What you will do
Could you reproduce the entries exactly, omitting every picture?

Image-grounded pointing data
========================

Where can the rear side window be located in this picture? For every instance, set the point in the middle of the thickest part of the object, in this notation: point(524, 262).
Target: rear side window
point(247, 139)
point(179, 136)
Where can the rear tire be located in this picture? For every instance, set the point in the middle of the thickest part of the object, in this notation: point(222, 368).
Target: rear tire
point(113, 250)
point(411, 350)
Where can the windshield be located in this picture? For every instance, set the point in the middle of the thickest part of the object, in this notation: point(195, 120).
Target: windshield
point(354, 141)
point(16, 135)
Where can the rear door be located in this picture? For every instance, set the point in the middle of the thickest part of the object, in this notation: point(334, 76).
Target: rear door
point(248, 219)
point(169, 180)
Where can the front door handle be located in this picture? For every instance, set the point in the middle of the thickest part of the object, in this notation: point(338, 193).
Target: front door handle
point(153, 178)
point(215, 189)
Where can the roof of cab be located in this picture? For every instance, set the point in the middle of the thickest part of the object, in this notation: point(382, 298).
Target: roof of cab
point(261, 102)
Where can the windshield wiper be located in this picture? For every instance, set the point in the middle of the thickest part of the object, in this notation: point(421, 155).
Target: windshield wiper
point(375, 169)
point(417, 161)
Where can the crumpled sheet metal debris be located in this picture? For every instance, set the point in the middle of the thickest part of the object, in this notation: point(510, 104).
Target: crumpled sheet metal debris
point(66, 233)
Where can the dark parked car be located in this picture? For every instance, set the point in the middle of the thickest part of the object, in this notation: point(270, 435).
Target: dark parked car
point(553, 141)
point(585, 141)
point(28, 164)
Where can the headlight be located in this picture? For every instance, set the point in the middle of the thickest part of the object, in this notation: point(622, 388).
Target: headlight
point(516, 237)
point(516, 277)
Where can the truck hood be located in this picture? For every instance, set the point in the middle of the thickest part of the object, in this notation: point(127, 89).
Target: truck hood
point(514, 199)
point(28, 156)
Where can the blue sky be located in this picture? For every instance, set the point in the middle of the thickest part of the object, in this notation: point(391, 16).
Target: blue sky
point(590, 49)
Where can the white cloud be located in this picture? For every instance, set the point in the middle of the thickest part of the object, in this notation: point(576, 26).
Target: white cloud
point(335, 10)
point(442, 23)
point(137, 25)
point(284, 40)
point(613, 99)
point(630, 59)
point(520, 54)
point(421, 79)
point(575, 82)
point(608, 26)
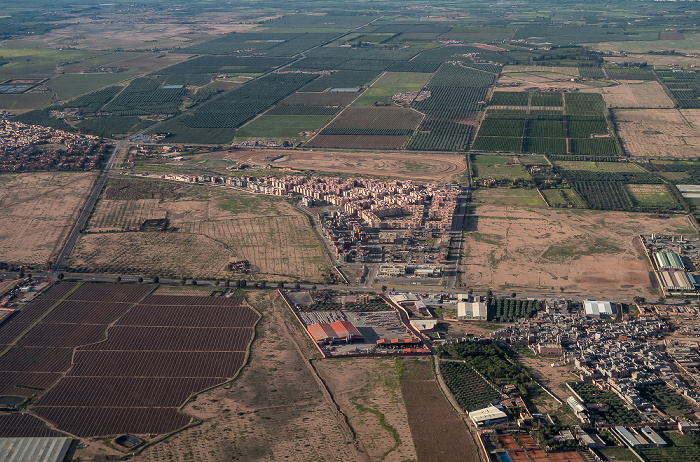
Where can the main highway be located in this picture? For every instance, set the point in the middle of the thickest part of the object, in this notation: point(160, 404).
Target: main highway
point(63, 257)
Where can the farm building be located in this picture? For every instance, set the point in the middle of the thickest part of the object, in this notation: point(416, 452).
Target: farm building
point(668, 261)
point(653, 437)
point(594, 308)
point(34, 449)
point(633, 440)
point(490, 415)
point(399, 343)
point(676, 280)
point(334, 332)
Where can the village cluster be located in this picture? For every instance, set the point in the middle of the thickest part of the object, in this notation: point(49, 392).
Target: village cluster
point(35, 148)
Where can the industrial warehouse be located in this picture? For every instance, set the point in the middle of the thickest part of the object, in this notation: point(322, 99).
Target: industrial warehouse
point(353, 325)
point(674, 260)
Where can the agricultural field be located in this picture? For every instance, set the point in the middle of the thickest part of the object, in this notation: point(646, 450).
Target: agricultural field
point(685, 86)
point(498, 168)
point(513, 197)
point(555, 251)
point(469, 389)
point(669, 133)
point(278, 376)
point(369, 393)
point(134, 382)
point(436, 167)
point(283, 127)
point(206, 229)
point(636, 94)
point(652, 196)
point(521, 122)
point(666, 400)
point(614, 412)
point(368, 128)
point(54, 199)
point(390, 84)
point(681, 447)
point(430, 415)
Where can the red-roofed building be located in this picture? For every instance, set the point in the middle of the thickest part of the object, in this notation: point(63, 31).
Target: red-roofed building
point(334, 332)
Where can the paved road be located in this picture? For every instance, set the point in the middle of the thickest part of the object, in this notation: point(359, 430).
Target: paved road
point(87, 210)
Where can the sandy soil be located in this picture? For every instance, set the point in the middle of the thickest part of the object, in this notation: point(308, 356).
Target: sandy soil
point(273, 411)
point(587, 253)
point(139, 31)
point(38, 210)
point(210, 228)
point(660, 133)
point(367, 390)
point(433, 167)
point(636, 94)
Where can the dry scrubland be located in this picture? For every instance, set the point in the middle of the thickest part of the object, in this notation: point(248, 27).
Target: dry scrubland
point(438, 431)
point(660, 133)
point(38, 210)
point(436, 167)
point(369, 393)
point(636, 94)
point(536, 249)
point(208, 228)
point(273, 410)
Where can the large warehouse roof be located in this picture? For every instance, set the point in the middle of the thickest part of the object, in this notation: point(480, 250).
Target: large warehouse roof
point(676, 280)
point(668, 260)
point(34, 449)
point(594, 308)
point(339, 330)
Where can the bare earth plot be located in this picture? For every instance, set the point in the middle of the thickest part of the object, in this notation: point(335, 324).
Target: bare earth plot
point(438, 431)
point(660, 133)
point(206, 229)
point(584, 252)
point(435, 167)
point(369, 393)
point(38, 210)
point(273, 411)
point(636, 94)
point(137, 31)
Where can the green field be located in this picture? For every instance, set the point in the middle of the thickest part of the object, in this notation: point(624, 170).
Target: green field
point(68, 86)
point(555, 197)
point(651, 195)
point(282, 127)
point(498, 167)
point(682, 448)
point(25, 101)
point(390, 84)
point(598, 166)
point(509, 196)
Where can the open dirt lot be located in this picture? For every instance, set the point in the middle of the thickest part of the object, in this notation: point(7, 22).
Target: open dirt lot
point(660, 133)
point(369, 393)
point(438, 431)
point(38, 210)
point(206, 229)
point(584, 252)
point(274, 411)
point(435, 167)
point(636, 94)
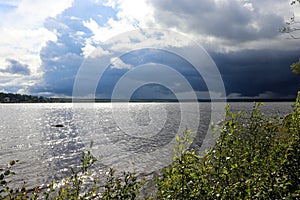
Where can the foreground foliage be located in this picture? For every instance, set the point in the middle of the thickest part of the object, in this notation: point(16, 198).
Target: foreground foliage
point(255, 157)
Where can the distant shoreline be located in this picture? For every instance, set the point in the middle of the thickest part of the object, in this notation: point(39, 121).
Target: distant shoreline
point(18, 98)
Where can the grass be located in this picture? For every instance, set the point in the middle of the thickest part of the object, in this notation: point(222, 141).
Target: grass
point(255, 157)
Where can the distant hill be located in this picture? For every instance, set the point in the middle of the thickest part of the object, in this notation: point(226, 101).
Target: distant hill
point(23, 98)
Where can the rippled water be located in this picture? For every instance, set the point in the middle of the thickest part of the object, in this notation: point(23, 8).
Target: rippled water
point(136, 140)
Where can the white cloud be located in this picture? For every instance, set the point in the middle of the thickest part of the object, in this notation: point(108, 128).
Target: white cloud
point(23, 36)
point(117, 63)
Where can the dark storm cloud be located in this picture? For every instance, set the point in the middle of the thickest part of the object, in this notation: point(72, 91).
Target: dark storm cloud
point(15, 67)
point(233, 20)
point(255, 72)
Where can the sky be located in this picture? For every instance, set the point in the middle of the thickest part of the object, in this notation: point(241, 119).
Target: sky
point(45, 45)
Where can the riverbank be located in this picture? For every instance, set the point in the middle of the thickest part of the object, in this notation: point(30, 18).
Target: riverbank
point(256, 159)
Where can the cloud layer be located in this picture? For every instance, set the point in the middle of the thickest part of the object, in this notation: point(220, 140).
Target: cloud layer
point(46, 49)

========================

Task response
Where can the rear side window be located in this picture? For every instance, set the point in the middle of the thickest part of the object, in this notation: point(524, 262).
Target: rear side window
point(247, 139)
point(179, 136)
Where can the rear tire be located in this picture? For every instance, set the point in the middle of the thickest part of the object, in this notation: point(222, 368).
Target: rear tire
point(113, 250)
point(411, 350)
Where can the windshield be located in this picture? For every instance, set the point in the middle of the thickest part of the object, in this notation: point(195, 120).
Target: windshield
point(354, 141)
point(16, 135)
Where can the rear door be located in this picture? For every instance, set the point in the middle of the thickest part of the object, in this notation: point(334, 76).
Target: rear door
point(248, 219)
point(169, 180)
Where can the front door handle be located in this picture? For every instance, set the point in the middle of the thickest part of the object, in this notation: point(338, 193).
Target: front door handle
point(153, 178)
point(215, 189)
Where can the roof of cab be located in this picture? For every instance, set the point in the middle of the thickest part of the object, in this notation: point(382, 298).
Target: roof of cab
point(261, 102)
Where can the windshield wiper be located in this picture? For every instance, set the point in the middle of the thickest part of the object, in this notation: point(421, 155).
Target: windshield wiper
point(375, 169)
point(417, 161)
Where can the crumpled sheet metal debris be located in this picture? For every instance, set the point in the middle of the thickest part of the object, in this notation: point(510, 104).
Target: crumpled sheet metal debris
point(66, 233)
Where can the dark parked car be located in this picture? For every instance, set the point in the middle of the thickest part of the object, in this notation: point(270, 435).
Target: dark parked car
point(553, 141)
point(585, 141)
point(28, 164)
Where can the headlight be located in this picture? For every instance, set the point in the middle of the thickest part of the object, in this notation: point(622, 388).
Target: headlight
point(516, 237)
point(516, 277)
Where can the truck hood be located in this picture? For every instance, set the point in the middle of the thickest part of the object, in this notation: point(127, 89).
Target: truck hood
point(514, 199)
point(28, 156)
Where can the blue sky be located in this picture? For every instance, set the point in the middle of the thickest part of the object, in this notation: point(391, 16).
Target: blue sky
point(590, 49)
Where can the white cloud be located in this picture? For every instance, set the point in the middle of the thickest part of the object, in this notation: point(576, 26).
Target: white cloud
point(335, 10)
point(442, 23)
point(137, 25)
point(284, 40)
point(613, 99)
point(630, 59)
point(520, 54)
point(421, 79)
point(575, 82)
point(608, 26)
Where can the main highway be located in this picture? For every instance, set the point in the middle of the thickest part of the object, in this notation: point(160, 404).
Target: main highway
point(63, 257)
Where can the farm building be located in this picture? For every instance, set the point in the middle of the thickest part of the object, in this notation: point(416, 452).
Target: farm building
point(668, 261)
point(653, 437)
point(594, 308)
point(34, 449)
point(633, 440)
point(490, 415)
point(399, 343)
point(676, 280)
point(334, 332)
Where can the village cluster be located in this picture? For every instance, set the point in the middle of the thickest part of the object, in this notation: point(49, 392).
Target: village cluster
point(35, 148)
Where can the industrial warehouse be located in this picture? For every instance, set the point in the middle of the thickest part of the object, in this notation: point(322, 99).
Target: industrial warehouse
point(353, 325)
point(674, 260)
Where can the agricultural field be located in this picture? For every instance, set the point in the middle of the thickest part of the object, in this notation: point(646, 450).
Target: agricultural field
point(685, 86)
point(498, 168)
point(513, 197)
point(555, 251)
point(469, 389)
point(669, 133)
point(278, 376)
point(369, 393)
point(134, 382)
point(436, 167)
point(283, 127)
point(206, 229)
point(636, 94)
point(652, 196)
point(521, 122)
point(666, 400)
point(614, 412)
point(368, 128)
point(54, 199)
point(390, 84)
point(681, 447)
point(430, 415)
Where can the red-roofed building be located in this picture? For every instance, set the point in the middle of the thickest part of the object, in this notation: point(63, 31).
Target: red-roofed building
point(334, 332)
Where can the paved road be located in this picture? For every instance, set the point in the middle of the thickest part of the object, in this notation: point(359, 430).
Target: paved road
point(87, 210)
Where can the sandy soil be located in this picture? For every instance, set the point in the middle of the thickest part of the object, in this notation: point(308, 356).
Target: sandy soil
point(273, 411)
point(587, 253)
point(139, 31)
point(38, 210)
point(210, 228)
point(660, 133)
point(367, 390)
point(433, 167)
point(636, 94)
Where can the dry scrubland be located in this picture? For every instance, set the point in the middle of the thickest part of the object, in this notation: point(248, 27).
Target: dry scrubland
point(438, 431)
point(660, 133)
point(38, 210)
point(436, 167)
point(369, 393)
point(636, 94)
point(536, 249)
point(208, 228)
point(273, 410)
Where can the large warehouse roof be located in this picture? For every instance, set the point in the middle of the thickest part of the object, in this notation: point(480, 250).
Target: large warehouse roof
point(676, 280)
point(668, 260)
point(34, 449)
point(594, 308)
point(339, 330)
Where can the bare earth plot be located in this picture? For every instance, set the point in the middle of the thickest part of the object, in this notation: point(335, 324).
Target: bare earth plot
point(438, 431)
point(660, 133)
point(206, 229)
point(584, 252)
point(435, 167)
point(369, 393)
point(38, 210)
point(273, 411)
point(636, 94)
point(137, 31)
Where can the green field be located in this picture? For every instance, set the point in the middle of the thickest part of the object, in this notation: point(624, 170).
Target: green field
point(68, 86)
point(555, 197)
point(651, 195)
point(282, 127)
point(498, 167)
point(682, 448)
point(25, 101)
point(390, 84)
point(598, 166)
point(509, 196)
Where can the open dirt lot be located in this picture? For every instance, set the point in the middle of the thickest part of the object, in this notation: point(7, 22).
Target: open dirt lot
point(660, 133)
point(369, 393)
point(438, 431)
point(38, 210)
point(206, 229)
point(584, 252)
point(274, 411)
point(435, 167)
point(636, 94)
Where can the foreground foliage be located in this picture? For every instance, set the point in the middle of the thickest part of the object, in this notation: point(16, 198).
Target: foreground foliage
point(255, 157)
Where can the distant shoreline be located in this picture? For every instance, set the point in the middle of the thickest part of the object, in this notation: point(39, 121).
Target: distant shoreline
point(18, 98)
Where can the grass be located in this picture? For every instance, set the point in the middle of the thickest part of the object, in this notation: point(222, 141).
Target: grass
point(255, 157)
Where can the distant hill be located in this picture? For every instance, set the point in the middle of the thickest part of the object, in this notation: point(226, 101).
Target: distant hill
point(23, 98)
Where can the rippled water be located in this picture? For every instance, set the point in the middle of the thickest part of the object, in this notation: point(23, 8).
Target: rippled water
point(136, 140)
Where can the white cloud be located in this picture? For every instance, set the point in the middle of the thickest part of the object, in this notation: point(108, 128).
Target: white cloud
point(23, 36)
point(117, 63)
Where can the dark storm cloud be located in this picture? For every instance, set the point in the middle of the thickest part of the object, in this notation: point(72, 91).
Target: dark storm cloud
point(15, 67)
point(233, 20)
point(255, 72)
Where can the sky be located in this picture? For every instance, set the point in the middle of the thickest part of the object, in this notation: point(241, 119).
Target: sky
point(45, 45)
Where can the riverbank be located in this picture? For every instance, set the point in the middle of the thickest part of the object, in this notation: point(30, 18).
Target: riverbank
point(256, 159)
Where can the cloud layer be located in this picture? For every instance, set the point in the middle of the thickest part of the object, in this notation: point(220, 140).
Target: cloud layer
point(46, 49)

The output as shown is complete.